→ The request
Edit the listing below by replacing "segment the target" with "outline the target" wherever it occurs. Keep every other line unchanged.

→ Supplied entries
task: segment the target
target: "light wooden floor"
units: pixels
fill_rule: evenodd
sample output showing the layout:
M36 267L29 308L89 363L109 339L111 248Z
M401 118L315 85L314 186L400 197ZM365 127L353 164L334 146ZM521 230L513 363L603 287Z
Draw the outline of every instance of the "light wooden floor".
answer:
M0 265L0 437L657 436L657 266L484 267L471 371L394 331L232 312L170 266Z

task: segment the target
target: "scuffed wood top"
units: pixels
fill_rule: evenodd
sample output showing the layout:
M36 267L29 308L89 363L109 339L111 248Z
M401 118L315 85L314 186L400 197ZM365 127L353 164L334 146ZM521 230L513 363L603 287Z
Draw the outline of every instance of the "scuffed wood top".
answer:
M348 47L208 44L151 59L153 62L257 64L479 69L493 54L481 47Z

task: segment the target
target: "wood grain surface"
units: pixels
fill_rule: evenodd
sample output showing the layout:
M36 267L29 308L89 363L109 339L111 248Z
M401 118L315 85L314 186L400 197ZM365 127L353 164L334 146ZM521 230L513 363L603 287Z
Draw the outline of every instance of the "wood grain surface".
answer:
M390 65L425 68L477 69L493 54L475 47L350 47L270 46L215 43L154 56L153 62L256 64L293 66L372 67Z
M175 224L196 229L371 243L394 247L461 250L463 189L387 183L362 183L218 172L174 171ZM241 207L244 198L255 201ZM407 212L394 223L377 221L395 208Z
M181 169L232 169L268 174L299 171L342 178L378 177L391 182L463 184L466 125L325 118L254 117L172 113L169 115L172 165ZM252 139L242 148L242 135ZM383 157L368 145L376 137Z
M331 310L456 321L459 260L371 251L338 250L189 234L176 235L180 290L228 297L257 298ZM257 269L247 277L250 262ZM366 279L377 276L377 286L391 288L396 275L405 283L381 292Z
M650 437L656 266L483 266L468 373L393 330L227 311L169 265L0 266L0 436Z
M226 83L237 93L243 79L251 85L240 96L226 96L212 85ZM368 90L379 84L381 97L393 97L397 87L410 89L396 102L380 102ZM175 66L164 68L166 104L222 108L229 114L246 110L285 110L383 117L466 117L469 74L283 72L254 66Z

→ Written answer
task: outline the target
target: "light wooden floor"
units: pixels
fill_rule: evenodd
sample output showing the layout:
M36 267L29 308L89 363L109 339L111 248Z
M401 118L315 85L314 186L400 197ZM365 127L353 164L334 146ZM521 230L513 363L603 287Z
Draw the outline of every instance of the "light wooden floor".
answer:
M0 265L0 437L657 436L657 266L484 267L471 371L394 331L232 312L170 266Z

task: outline the target
target: "scuffed wood top"
units: pixels
fill_rule: evenodd
sample output showing the layout:
M36 267L29 308L89 363L109 339L111 248Z
M401 118L315 85L314 186L400 197ZM365 127L353 164L334 146ZM521 230L513 363L603 287Z
Draw the outline of every instance of the "scuffed wood top".
answer:
M348 47L208 44L151 59L153 62L257 64L479 69L493 54L481 47Z

task: outline the target
target: "wood grain surface"
units: pixels
fill_rule: evenodd
sample output showing the layout:
M36 267L29 308L89 363L109 339L111 248Z
M401 118L315 85L314 186L400 197ZM365 127L353 164L334 146ZM521 230L513 363L603 287Z
Draw the outline of every instance of the "wood grain surface".
answer:
M390 65L425 68L477 69L493 54L475 47L350 47L270 46L215 43L154 56L153 62L256 64L293 66L372 67Z
M175 224L196 229L371 243L394 247L461 250L463 189L387 183L362 183L218 172L174 171ZM241 207L244 198L255 201ZM407 212L394 223L377 221L395 208Z
M181 169L232 169L268 174L299 171L342 178L378 177L391 182L463 184L466 125L325 118L254 117L172 113L169 115L172 165ZM252 139L242 148L242 135ZM383 157L368 145L376 137Z
M331 310L456 321L459 260L371 251L338 250L189 234L176 235L180 290L228 297L257 298ZM257 269L247 277L250 262ZM366 279L377 276L377 286L391 288L396 275L405 283L381 292Z
M650 437L656 266L483 266L468 373L393 330L227 311L169 265L0 266L0 436Z
M226 83L237 93L243 79L251 85L240 96L226 96L212 85ZM368 90L379 84L381 97L393 97L397 87L410 89L396 102L380 102ZM175 66L164 68L166 104L222 108L229 114L246 110L285 110L383 117L466 117L469 74L283 72L254 66Z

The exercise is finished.